--- Exercise description ---
Show each line from the listing that includes the word "hilltop".

--- Material for the task ---
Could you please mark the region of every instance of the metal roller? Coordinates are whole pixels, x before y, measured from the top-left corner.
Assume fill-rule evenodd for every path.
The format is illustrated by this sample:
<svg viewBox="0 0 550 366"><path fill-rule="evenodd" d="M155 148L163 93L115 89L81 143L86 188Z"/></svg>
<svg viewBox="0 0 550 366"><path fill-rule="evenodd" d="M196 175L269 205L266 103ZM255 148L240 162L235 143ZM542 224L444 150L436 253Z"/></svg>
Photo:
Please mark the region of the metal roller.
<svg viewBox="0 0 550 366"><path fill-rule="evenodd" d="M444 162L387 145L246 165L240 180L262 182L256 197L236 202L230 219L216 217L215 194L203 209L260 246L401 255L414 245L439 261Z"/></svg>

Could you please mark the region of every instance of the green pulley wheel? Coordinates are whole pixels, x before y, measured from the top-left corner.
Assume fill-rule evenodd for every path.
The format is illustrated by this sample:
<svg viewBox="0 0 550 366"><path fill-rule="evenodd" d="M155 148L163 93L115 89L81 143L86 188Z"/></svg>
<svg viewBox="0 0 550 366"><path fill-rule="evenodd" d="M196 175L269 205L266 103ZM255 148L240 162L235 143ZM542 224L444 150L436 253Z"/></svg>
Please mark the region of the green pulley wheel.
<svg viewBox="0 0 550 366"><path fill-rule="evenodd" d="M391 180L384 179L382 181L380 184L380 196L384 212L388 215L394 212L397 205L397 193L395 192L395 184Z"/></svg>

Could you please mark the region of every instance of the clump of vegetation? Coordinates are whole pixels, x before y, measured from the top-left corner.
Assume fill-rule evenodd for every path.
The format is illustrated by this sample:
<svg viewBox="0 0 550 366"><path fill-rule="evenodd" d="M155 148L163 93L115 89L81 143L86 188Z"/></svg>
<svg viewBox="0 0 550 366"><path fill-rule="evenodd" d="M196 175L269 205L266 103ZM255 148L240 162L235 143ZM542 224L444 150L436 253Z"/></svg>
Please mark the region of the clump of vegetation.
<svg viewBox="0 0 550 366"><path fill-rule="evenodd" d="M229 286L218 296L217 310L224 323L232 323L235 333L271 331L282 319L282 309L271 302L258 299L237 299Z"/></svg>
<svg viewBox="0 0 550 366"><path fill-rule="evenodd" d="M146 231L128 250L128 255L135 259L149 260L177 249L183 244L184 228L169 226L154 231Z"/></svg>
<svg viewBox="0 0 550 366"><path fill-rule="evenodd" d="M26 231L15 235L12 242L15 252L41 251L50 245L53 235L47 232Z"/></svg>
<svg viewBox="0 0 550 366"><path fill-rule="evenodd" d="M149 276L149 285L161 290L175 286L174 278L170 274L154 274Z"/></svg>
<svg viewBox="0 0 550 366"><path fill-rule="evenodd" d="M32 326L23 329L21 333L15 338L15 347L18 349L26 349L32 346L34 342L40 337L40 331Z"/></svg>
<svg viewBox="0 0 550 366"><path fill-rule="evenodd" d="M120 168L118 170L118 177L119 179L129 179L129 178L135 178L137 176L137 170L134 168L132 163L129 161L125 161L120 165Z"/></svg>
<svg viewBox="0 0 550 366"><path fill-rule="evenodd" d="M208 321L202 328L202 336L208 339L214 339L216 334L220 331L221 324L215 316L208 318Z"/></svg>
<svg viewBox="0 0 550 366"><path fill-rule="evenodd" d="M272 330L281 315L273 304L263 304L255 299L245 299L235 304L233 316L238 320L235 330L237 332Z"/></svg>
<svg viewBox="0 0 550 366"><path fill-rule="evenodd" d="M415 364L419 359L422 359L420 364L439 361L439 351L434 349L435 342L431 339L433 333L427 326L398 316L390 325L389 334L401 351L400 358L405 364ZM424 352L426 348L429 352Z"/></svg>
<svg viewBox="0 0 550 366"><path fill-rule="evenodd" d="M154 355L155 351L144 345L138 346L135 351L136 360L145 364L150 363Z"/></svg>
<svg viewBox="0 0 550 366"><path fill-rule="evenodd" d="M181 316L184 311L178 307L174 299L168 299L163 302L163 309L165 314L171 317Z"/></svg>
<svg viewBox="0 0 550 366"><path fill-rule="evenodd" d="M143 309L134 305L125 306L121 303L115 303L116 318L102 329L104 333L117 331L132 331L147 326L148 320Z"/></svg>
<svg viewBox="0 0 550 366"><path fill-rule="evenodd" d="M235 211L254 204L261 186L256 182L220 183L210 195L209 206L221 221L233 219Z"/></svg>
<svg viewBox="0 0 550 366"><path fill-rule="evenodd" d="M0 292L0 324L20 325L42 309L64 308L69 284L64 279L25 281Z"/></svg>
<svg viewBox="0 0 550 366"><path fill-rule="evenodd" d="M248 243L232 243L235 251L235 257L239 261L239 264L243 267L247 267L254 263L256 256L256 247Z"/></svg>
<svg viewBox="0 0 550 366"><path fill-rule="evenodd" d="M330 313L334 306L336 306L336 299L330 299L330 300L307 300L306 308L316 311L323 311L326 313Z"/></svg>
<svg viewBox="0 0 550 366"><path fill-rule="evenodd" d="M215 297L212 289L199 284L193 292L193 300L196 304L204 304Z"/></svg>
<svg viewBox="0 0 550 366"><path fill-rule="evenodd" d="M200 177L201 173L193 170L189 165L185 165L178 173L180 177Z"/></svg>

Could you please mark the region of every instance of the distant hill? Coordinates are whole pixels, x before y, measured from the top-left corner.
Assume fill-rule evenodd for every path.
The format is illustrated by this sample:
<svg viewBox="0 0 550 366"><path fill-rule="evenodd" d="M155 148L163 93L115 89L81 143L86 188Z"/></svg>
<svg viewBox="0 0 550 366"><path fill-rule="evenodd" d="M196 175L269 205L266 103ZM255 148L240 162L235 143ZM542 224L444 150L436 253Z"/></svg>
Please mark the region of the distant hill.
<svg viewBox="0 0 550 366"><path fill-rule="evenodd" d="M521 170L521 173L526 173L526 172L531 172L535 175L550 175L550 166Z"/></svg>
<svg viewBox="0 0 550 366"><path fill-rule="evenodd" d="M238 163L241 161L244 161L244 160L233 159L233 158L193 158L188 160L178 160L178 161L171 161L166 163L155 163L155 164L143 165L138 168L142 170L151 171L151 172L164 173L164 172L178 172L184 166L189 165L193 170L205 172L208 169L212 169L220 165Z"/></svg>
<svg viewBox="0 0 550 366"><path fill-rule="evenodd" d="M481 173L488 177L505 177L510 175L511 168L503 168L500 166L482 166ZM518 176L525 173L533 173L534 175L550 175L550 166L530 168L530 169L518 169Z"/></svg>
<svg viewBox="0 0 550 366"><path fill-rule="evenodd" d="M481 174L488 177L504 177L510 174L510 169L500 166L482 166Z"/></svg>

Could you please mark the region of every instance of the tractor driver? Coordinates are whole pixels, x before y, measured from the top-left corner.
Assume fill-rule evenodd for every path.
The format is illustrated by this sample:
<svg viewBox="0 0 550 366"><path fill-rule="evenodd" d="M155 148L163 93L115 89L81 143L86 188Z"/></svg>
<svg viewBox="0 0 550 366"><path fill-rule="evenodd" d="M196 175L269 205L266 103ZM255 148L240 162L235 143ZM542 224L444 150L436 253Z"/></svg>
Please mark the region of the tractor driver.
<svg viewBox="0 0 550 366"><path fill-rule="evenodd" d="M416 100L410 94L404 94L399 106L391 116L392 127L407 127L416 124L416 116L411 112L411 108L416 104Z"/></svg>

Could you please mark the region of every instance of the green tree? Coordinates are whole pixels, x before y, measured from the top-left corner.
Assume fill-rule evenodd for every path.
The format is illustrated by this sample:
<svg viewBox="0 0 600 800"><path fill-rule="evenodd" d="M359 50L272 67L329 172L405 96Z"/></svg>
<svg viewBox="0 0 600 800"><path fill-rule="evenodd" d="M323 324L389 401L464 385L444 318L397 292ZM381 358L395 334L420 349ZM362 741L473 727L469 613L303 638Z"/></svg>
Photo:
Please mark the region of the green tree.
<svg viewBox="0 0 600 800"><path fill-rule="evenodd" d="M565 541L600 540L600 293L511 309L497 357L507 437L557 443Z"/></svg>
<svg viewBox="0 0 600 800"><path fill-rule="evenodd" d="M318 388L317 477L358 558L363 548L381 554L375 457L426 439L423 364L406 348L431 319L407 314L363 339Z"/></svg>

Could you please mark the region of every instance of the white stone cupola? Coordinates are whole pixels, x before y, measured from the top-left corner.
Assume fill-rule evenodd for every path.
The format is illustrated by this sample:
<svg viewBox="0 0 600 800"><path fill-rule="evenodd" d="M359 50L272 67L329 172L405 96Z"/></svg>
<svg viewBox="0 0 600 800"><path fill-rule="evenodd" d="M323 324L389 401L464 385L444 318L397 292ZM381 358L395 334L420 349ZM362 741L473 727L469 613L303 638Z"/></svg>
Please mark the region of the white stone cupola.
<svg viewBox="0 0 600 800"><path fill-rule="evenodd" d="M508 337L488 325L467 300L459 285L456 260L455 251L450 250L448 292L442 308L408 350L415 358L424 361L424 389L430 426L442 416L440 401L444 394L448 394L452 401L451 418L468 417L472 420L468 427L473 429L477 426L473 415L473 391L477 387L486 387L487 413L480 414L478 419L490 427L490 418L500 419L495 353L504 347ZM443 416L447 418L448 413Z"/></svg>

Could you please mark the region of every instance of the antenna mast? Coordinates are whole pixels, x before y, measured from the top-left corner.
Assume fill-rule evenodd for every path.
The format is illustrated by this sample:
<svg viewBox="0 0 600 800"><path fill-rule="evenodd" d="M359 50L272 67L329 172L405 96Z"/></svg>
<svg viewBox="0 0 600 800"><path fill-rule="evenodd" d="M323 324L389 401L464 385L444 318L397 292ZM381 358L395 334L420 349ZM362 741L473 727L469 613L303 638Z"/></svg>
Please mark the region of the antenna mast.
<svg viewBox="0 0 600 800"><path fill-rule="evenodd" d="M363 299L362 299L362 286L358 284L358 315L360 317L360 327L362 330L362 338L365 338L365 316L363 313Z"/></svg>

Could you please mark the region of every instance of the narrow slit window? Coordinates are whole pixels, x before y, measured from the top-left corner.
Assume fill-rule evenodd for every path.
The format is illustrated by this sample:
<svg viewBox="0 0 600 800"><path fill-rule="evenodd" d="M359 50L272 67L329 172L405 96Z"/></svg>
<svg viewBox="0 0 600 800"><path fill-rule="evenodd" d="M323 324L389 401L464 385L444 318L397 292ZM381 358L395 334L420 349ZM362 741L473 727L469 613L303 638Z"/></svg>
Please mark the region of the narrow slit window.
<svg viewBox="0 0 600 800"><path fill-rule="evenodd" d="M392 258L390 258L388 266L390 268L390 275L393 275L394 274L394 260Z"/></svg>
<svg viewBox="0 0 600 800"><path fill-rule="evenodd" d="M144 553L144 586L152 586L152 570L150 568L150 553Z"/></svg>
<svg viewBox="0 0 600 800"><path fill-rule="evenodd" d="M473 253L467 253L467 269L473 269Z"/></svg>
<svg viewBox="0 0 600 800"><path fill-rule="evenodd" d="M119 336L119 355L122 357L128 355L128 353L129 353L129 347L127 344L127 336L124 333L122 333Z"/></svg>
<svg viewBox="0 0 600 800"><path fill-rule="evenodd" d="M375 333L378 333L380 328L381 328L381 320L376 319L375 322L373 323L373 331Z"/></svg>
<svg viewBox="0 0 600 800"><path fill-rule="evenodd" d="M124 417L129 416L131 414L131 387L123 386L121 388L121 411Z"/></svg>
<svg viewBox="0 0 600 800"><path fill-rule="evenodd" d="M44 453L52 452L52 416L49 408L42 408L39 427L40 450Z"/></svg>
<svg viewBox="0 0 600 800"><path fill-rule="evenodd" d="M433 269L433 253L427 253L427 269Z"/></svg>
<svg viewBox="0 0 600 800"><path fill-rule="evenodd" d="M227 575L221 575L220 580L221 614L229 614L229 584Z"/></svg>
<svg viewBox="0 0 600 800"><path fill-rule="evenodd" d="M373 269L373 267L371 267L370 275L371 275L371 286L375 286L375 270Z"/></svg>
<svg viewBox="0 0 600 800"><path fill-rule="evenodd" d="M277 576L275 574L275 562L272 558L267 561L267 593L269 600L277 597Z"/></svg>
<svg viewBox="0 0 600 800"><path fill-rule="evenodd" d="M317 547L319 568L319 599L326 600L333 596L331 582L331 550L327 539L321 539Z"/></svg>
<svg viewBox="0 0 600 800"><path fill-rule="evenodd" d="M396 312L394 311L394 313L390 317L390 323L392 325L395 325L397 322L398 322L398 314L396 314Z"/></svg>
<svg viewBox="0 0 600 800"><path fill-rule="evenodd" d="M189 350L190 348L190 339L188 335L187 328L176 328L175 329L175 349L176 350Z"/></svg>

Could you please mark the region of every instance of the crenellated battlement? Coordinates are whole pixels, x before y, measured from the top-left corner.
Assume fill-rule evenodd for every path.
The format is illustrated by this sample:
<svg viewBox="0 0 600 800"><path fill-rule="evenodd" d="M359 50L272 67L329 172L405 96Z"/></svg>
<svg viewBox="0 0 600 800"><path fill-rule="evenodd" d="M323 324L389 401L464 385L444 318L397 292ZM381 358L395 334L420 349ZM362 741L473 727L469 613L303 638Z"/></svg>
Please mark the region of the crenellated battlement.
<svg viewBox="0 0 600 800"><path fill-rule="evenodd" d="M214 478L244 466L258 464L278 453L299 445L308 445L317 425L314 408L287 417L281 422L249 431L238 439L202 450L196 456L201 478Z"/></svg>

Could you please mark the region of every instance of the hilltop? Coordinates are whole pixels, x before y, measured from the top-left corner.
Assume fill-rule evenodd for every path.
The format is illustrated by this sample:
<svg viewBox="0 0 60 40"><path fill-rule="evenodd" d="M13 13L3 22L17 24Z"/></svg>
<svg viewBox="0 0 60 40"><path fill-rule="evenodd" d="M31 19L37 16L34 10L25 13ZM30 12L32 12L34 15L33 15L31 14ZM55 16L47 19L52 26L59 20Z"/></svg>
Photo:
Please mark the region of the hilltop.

--- Answer for this exercise ---
Could you please mark the region of every instance of the hilltop? Coordinates are whole pixels, x before y, measured from the top-left corner.
Please mark the region of the hilltop.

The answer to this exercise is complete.